Passage provided:
■ ■ ■ ■
Question.16 From a uniform disk of radius $R$, a circular hole of radius $R / 2$ is cut out. The centre of the hole is at $R / 2$ from the centre of the original disc. Locate the centre of gravity of the resulting flat body.

Solution.

Given that the radius of the disc $=R$
Let the mass of the whole disc be $M$
Centre of gravity of the removed portion and remaining portion system is at the geometric centre of the whole disc
Mass of the removed disc $m_{1}=\frac{M}{\pi R^{2}} \times \pi\left(\frac{R}{2}\right)^{2}=\frac{M}{4}$
Centre of mass coordinates of the removed disc are $\left(\frac{R}{2}, 0\right)$
Mass of the remaining portion $m_{2}=\frac{3 M}{4}$
Let the centre of mass coordinates of the remaining portion are $(x, 0)$
From the relation
$x_{c m}=\frac{m_{1} x_{1}+m_{2} x_{2}}{m_{1}+m_{2}}$
$\Rightarrow 0=\frac{\frac{M}{4} \times \frac{R}{2}+\frac{3 M}{4} \times x}{M}$
$\Rightarrow x=-\frac{R}{6}$
$\therefore$ Centre of gravity of the remaining body is at a distance of $\frac{R}{6}$ from the original centre, opposite to removed portion.
■ ■ ■ ■
Recorded information:
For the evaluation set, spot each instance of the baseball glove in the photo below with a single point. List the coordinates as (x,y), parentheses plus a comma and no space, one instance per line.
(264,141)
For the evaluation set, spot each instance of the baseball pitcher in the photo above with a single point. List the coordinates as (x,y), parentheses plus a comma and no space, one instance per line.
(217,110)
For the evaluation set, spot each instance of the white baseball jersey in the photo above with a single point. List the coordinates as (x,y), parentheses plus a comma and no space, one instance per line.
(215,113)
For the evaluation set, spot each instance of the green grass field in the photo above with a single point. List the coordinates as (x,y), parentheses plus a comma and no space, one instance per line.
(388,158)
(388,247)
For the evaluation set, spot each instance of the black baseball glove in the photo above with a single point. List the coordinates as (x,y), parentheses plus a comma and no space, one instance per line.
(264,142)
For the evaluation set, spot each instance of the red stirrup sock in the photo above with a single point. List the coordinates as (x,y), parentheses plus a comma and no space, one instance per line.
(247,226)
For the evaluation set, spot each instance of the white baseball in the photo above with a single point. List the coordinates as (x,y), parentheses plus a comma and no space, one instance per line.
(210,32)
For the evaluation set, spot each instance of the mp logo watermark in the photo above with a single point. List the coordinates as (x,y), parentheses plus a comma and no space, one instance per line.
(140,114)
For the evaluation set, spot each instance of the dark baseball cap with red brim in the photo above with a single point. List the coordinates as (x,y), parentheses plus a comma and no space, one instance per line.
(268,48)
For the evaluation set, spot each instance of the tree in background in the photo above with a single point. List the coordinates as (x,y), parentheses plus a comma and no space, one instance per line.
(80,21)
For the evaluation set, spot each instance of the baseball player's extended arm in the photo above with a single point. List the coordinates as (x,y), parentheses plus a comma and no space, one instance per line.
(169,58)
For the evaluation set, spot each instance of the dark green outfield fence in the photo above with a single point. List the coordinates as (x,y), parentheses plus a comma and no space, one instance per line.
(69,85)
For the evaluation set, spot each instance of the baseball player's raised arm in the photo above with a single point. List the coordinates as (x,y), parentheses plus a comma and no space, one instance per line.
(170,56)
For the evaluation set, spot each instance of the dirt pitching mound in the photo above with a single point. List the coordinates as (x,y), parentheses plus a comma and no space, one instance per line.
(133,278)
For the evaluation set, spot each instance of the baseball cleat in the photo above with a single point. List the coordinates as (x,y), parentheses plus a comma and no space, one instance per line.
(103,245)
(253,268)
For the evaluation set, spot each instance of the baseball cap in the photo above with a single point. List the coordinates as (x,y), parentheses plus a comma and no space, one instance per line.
■ ■ ■ ■
Work to be completed: Can you repeat the center-of-gravity problem about the disc with a hole, along with its solution, word for word from start to finish?

Full solution:
Question.16 From a uniform disk of radius $R$, a circular hole of radius $R / 2$ is cut out. The centre of the hole is at $R / 2$ from the centre of the original disc. Locate the centre of gravity of the resulting flat body.

Solution.

Given that the radius of the disc $=R$
Let the mass of the whole disc be $M$
Centre of gravity of the removed portion and remaining portion system is at the geometric centre of the whole disc
Mass of the removed disc $m_{1}=\frac{M}{\pi R^{2}} \times \pi\left(\frac{R}{2}\right)^{2}=\frac{M}{4}$
Centre of mass coordinates of the removed disc are $\left(\frac{R}{2}, 0\right)$
Mass of the remaining portion $m_{2}=\frac{3 M}{4}$
Let the centre of mass coordinates of the remaining portion are $(x, 0)$
From the relation
$x_{c m}=\frac{m_{1} x_{1}+m_{2} x_{2}}{m_{1}+m_{2}}$
$\Rightarrow 0=\frac{\frac{M}{4} \times \frac{R}{2}+\frac{3 M}{4} \times x}{M}$
$\Rightarrow x=-\frac{R}{6}$
$\therefore$ Centre of gravity of the remaining body is at a distance of $\frac{R}{6}$ from the original centre, opposite to removed portion.